WORK TO BE COMPLETED:
In the output, include exactly the lines from the beginning of the records up to and including the one that contains "green grass | bbox", and leave out the pictures.

SUPPLIED ENTRIES:

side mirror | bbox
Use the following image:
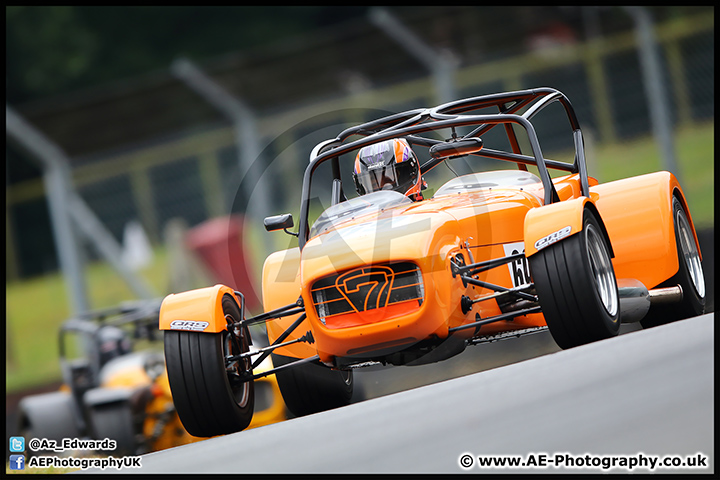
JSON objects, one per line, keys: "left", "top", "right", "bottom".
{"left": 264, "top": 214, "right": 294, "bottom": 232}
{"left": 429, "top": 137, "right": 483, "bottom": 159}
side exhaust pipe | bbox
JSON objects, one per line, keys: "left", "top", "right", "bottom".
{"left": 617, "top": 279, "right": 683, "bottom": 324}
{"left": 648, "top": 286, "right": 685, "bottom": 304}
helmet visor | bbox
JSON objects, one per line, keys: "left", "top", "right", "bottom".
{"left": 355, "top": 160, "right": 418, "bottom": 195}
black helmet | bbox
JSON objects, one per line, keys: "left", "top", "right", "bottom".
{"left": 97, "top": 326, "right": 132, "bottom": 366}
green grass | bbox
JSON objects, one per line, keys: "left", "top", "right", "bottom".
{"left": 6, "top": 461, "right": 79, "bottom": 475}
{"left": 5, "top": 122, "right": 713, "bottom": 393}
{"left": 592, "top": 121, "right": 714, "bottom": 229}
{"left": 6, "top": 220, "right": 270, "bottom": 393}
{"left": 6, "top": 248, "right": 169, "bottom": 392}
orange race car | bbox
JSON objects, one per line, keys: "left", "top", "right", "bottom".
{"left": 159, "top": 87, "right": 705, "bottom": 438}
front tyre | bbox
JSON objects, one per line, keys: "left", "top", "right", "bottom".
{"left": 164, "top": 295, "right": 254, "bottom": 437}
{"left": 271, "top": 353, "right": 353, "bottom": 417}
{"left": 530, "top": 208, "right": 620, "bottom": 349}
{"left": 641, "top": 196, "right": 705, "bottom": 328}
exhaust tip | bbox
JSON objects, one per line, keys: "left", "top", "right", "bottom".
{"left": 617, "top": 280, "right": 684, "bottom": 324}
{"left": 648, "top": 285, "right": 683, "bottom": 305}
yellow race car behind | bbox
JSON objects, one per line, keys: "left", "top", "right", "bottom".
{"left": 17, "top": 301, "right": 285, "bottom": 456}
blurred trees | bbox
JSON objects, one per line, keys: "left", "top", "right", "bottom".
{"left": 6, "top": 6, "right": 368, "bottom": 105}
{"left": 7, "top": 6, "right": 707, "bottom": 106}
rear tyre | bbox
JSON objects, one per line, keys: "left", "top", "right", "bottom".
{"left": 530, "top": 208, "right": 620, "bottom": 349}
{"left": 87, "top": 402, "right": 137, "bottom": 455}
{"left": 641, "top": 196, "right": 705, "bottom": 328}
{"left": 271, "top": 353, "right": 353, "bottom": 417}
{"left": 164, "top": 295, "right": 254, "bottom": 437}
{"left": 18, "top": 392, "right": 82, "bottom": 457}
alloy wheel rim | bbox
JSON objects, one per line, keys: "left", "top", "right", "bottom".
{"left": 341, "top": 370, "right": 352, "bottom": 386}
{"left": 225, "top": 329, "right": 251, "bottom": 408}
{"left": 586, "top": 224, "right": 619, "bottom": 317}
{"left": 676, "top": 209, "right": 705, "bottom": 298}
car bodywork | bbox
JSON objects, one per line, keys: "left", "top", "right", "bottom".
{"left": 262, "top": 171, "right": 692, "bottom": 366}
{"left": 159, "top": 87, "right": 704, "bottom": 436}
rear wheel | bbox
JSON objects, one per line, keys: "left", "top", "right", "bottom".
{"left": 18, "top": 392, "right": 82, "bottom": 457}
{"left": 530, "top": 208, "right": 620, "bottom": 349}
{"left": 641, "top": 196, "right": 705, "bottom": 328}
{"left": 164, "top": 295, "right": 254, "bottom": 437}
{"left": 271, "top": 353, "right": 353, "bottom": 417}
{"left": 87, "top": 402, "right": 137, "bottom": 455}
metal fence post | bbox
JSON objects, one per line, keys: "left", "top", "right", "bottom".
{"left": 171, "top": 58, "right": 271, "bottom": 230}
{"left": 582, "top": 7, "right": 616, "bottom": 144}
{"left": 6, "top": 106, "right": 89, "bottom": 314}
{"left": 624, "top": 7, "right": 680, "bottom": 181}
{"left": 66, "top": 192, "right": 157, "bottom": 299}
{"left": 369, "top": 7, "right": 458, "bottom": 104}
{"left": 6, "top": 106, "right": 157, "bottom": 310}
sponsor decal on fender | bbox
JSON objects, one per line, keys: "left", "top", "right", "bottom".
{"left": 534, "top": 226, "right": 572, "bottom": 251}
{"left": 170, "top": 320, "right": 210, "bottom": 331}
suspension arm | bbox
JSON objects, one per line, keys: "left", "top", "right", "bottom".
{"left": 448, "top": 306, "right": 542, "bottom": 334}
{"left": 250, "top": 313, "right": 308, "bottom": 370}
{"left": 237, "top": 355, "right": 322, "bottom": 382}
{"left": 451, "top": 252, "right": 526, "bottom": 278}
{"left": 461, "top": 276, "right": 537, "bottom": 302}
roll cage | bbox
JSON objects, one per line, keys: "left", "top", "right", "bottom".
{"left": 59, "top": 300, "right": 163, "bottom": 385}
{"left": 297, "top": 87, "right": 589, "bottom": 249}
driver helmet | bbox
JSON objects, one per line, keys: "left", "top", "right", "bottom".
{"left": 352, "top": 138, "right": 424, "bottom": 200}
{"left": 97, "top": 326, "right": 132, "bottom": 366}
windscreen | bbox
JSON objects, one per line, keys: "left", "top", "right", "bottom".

EXERCISE OUTPUT:
side mirror | bbox
Use the following image:
JSON objects, one per line, keys: "left", "top", "right", "bottom".
{"left": 264, "top": 214, "right": 294, "bottom": 232}
{"left": 429, "top": 137, "right": 483, "bottom": 159}
side exhaust pipe | bbox
JSON objects, one per line, keys: "left", "top", "right", "bottom".
{"left": 617, "top": 279, "right": 683, "bottom": 324}
{"left": 648, "top": 286, "right": 685, "bottom": 304}
helmet visor | bbox
JSON objects, one per line, keys: "left", "top", "right", "bottom".
{"left": 355, "top": 160, "right": 418, "bottom": 195}
black helmet | bbox
JSON objects, one per line, keys: "left", "top", "right", "bottom".
{"left": 97, "top": 326, "right": 132, "bottom": 366}
green grass | bbox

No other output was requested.